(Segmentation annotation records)
◆ ◆ ◆ ◆ ◆
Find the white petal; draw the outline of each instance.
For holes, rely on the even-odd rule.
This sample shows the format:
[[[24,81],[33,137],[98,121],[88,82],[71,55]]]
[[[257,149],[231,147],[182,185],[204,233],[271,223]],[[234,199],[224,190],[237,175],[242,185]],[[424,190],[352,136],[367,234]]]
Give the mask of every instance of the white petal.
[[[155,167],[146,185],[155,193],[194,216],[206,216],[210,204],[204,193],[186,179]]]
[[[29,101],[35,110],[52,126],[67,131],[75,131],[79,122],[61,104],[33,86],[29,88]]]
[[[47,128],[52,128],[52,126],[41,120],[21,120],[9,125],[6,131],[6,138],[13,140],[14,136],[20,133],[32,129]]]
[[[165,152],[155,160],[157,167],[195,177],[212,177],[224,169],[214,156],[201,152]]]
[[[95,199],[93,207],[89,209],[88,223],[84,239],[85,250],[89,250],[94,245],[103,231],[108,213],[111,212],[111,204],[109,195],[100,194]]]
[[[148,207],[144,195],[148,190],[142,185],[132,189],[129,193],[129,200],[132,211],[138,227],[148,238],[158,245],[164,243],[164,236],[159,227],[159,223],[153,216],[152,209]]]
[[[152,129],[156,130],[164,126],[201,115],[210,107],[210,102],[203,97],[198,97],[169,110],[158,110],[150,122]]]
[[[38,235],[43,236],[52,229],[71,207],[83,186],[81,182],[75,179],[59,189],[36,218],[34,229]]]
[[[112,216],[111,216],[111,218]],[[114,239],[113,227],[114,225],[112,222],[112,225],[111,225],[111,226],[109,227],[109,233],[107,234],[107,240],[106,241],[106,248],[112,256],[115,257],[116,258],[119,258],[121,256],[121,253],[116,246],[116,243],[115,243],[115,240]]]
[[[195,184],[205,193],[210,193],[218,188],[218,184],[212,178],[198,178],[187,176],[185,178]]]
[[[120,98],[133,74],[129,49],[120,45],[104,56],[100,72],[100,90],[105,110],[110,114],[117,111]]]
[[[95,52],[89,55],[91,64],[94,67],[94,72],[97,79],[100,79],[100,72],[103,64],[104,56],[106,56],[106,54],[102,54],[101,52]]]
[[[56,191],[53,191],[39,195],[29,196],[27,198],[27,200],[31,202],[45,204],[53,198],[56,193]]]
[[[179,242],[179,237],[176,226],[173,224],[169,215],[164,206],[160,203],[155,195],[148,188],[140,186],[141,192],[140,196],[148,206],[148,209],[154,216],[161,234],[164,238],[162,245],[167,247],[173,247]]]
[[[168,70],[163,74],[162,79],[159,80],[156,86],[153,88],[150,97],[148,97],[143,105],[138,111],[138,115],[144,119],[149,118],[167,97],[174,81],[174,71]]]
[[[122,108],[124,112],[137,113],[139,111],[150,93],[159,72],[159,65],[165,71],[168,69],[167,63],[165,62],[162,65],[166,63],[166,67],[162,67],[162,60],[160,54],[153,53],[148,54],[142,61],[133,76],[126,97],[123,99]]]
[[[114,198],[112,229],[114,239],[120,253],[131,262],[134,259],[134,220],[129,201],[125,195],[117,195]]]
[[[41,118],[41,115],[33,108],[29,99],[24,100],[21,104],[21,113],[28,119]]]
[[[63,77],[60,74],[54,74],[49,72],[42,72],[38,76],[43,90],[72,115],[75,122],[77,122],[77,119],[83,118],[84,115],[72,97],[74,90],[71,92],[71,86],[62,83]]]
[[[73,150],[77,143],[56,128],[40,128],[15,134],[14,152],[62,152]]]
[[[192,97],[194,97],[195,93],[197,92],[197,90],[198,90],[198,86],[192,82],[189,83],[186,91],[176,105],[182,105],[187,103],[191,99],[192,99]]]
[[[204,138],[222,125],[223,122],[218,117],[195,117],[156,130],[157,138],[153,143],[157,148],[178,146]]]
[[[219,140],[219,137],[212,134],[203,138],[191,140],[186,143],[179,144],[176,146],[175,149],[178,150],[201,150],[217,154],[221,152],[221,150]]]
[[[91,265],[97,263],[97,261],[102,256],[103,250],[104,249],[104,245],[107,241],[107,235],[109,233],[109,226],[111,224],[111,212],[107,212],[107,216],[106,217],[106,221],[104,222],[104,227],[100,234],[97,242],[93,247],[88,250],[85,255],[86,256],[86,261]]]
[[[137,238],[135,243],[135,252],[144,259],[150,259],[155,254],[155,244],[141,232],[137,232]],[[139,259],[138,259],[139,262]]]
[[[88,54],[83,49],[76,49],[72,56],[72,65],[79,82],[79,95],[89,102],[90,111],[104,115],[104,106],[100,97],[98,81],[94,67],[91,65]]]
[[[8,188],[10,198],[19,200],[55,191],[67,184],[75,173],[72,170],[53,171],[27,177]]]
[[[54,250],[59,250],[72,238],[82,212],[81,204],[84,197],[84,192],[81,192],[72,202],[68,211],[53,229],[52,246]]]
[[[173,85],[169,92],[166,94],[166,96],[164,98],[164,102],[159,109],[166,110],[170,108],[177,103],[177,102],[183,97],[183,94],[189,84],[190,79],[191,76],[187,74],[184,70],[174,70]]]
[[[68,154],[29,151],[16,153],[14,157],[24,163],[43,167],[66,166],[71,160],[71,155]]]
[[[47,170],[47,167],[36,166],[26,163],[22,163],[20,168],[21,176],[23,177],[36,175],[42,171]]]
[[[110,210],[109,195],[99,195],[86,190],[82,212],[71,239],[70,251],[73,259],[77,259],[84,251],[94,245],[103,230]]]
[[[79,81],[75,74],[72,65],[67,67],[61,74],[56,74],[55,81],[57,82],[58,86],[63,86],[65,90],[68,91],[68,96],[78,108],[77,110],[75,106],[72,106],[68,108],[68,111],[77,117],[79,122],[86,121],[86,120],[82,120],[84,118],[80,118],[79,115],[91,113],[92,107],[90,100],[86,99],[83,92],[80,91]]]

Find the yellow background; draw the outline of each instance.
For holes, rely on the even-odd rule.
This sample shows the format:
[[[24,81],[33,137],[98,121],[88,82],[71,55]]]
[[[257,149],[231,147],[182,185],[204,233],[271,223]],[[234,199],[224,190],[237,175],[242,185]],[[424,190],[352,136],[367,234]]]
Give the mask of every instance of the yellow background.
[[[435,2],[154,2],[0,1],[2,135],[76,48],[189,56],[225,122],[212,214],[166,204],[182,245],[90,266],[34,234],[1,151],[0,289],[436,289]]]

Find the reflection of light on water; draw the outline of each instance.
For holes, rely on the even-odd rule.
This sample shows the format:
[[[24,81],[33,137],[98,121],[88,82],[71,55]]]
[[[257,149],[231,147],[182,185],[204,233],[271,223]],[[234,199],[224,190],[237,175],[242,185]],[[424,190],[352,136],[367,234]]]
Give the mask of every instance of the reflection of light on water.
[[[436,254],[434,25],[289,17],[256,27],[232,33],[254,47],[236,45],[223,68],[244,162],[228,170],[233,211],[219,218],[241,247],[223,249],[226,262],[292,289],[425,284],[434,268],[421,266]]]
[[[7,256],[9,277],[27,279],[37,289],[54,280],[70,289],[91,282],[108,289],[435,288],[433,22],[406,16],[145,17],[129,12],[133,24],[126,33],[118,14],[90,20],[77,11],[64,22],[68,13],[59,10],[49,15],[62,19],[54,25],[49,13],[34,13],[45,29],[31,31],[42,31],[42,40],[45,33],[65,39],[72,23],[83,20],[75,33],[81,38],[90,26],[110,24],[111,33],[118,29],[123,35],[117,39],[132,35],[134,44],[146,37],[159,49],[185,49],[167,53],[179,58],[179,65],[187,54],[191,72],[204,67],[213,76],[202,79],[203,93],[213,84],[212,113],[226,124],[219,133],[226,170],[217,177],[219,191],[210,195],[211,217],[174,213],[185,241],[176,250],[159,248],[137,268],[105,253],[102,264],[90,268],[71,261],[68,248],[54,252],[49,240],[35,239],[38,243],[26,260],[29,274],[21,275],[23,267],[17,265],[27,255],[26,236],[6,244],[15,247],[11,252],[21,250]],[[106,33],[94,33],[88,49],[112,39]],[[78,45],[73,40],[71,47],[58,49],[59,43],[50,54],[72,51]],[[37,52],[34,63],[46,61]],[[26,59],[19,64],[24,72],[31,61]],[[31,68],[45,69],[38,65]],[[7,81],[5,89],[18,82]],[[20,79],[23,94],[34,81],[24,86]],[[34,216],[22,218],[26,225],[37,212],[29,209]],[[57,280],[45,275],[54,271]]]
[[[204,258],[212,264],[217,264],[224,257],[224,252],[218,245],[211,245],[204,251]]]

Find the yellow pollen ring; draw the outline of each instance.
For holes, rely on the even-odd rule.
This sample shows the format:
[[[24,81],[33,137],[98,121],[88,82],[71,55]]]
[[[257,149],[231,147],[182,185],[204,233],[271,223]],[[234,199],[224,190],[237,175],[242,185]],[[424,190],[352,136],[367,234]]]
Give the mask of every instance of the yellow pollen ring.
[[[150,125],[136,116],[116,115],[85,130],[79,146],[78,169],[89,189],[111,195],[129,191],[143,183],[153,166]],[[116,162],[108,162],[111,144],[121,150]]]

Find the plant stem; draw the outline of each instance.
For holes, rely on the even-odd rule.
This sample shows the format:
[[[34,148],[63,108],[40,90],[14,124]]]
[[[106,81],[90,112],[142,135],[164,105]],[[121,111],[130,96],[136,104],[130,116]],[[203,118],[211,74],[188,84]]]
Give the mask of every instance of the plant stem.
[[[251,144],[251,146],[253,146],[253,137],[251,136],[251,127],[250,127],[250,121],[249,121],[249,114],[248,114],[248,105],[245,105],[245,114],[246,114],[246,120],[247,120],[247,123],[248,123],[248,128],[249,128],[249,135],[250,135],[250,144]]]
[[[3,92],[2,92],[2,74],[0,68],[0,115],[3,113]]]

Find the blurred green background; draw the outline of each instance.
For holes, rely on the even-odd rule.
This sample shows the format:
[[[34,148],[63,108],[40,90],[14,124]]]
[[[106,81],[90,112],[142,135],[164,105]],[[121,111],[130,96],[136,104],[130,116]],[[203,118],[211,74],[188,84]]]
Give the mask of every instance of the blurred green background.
◆ ◆ ◆ ◆ ◆
Copy out exactly the lines from the line with "Find the blurred" to the end of the listing, including both of those lines, and give nothing else.

Find the blurred green background; draw the outline of each instance.
For holes, rely on the even-odd rule.
This sample shows the format:
[[[34,148],[63,108],[40,90],[14,124]]]
[[[106,81],[90,112],[142,135],[164,105]],[[121,111],[130,96],[136,104],[130,116]],[[203,118],[211,74],[188,84]]]
Give the mask of every instance of the blurred green background.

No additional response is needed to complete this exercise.